### Pasaje citado

Décadas después, Alaska estrenó un papel estelar en el drama planetario cuando fue la Guardiana del Norte, la primera línea ante la URSS. La Guerra Fría llenó sus hielos de radares y bases militares que vigilaban la ruta nuclear más corta entre las dos potencias. Washington capitalizó la movida: comprar barato, vender caro en influencia y seguridad, y en 1968 sumó petróleo a la ecuación. El hallazgo de Prudhoe Bay convirtió el mito del desierto helado en la mítica reserva energética. Así, el estrecho de Bering pasó de anécdota geográfica a intersección donde ahora se dibuja el marco mundial para un siglo. Es un movimiento tectónico que trasciende a Putin y Trump.

DOS. Europa permanece arrinconada, deslucida y húmeda como una dama sorprendida por la lluvia. Nadie le ofrece abrigo ni siquiera por cortesía. En este vodevil geopolítico Volodímir Zelensky, el “Rocketman” que prometía encender la chispa de una Tercera Guerra Mundial junto a un Joe Biden con mirada perdida y el lobby militar que domina al Partido Demócrata. Se quedaron sin poder opinar sobre sus propios límites.
Las tapas de Times con la cara de Zelensky son como el eco de una fiesta sin música y con vasos abandonados sobre las mesas. La tragedia se mide en cifras secas. Informes extraoficiales apuntan a que por cada soldado ruso caen hoy entre cuatro y cinco ucranianos. Esa matemática cruel se suma al agotamiento social y a la fatiga de los que pagan impuestos dentro de la OTAN. Así, día tras día, se derrumban los cimientos de una resistencia que pocos comprenden.
Después del encuentro la duda no es si Ucrania cederá terrenos sino cuántos y en qué plazo. Cuando la calesita del financiamiento extranjero se detenga, Kiev quedará como tantas obras públicas: oxidada y olvidada incluso por quienes cortaron la cinta inaugural.

### Información extraída
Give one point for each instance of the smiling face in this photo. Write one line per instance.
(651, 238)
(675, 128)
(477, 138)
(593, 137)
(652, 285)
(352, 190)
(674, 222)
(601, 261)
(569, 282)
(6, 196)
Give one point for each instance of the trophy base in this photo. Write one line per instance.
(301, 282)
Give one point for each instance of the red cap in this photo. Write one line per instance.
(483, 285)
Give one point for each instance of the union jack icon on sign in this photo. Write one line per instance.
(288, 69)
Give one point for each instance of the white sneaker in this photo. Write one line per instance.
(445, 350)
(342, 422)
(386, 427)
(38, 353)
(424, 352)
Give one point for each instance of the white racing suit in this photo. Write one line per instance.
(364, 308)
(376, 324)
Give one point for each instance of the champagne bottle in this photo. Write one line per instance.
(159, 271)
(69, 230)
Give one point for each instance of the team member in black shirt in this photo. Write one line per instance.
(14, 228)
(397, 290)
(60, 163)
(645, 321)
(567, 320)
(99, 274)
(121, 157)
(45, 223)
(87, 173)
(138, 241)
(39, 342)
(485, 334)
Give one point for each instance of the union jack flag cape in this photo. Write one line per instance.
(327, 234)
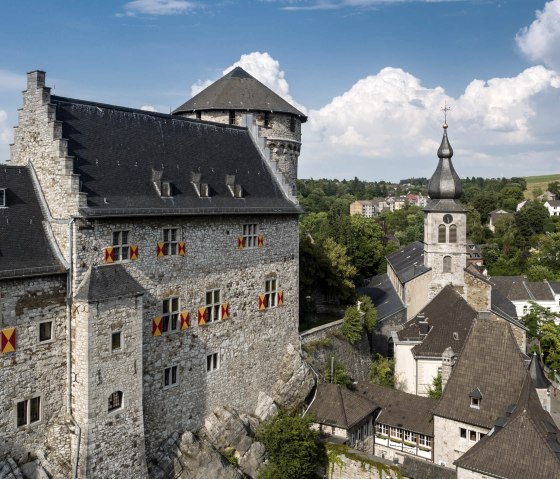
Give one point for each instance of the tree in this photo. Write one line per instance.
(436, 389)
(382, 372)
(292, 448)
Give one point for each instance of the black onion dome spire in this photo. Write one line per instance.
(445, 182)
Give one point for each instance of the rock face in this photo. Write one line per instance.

### Consigna
Prosigue el pasaje citado sobre Alaska, Europa y la guerra en Ucrania a partir de su última oración.

### Cuadro de respuesta
TRES. La mesa de Putin y Trump muestra un reparto más amplio que Ucrania. Es un trazo frío y calculador de zonas de influencia donde cada potencia reclama asiento y jurisdicción. Desde Moscú volaron magnates rusos con fortunas que superan el PIB de varios países europeos. Trump reaccionó con la sonrisa de un veterano que sabe que en esto no hay ideologías, como todavía creen en algunos rincones del wokismo. La pregunta subyacente, sin eufemismos ni maquillajes, resulta radical: ¿para qué sostener sanciones que, como en Corea del Norte, Irán o Cuba, sólo lograron fortalecer a los castigados en vez de quebrarlos?
Las guerras modernas se ganan con licencias estratégicas y el control de rutas de transporte de suministros vitales. Cada bando sabe que negocia el acceso a recursos, energía y corredores comerciales que definen las hegemonías globales. La retórica que se exhibe como defensa de valores democráticos no es más que un disfraz; la realidad la marcan los cargueros que esperan órdenes en puertos remotos, listos para cambiar de bandera o dueño según quiénes tengan más botones rojos para amenazar, o portaaviones para ir a poner orden.
Resulta trágico, irónico y brutal que para que esta cumbre fetal llegue a celebrarse, se hayan necesitado millones de víctimas, desplazados y ciudades en ruinas. La historia no detiene su marcha para contar funerales cuando flota en el aire el aroma de un nuevo tratado. Esta es la cruda anatomía de un mundo que reordena sus evangelios con remitos y facturas de fusiles enviados al corazón del este europeo.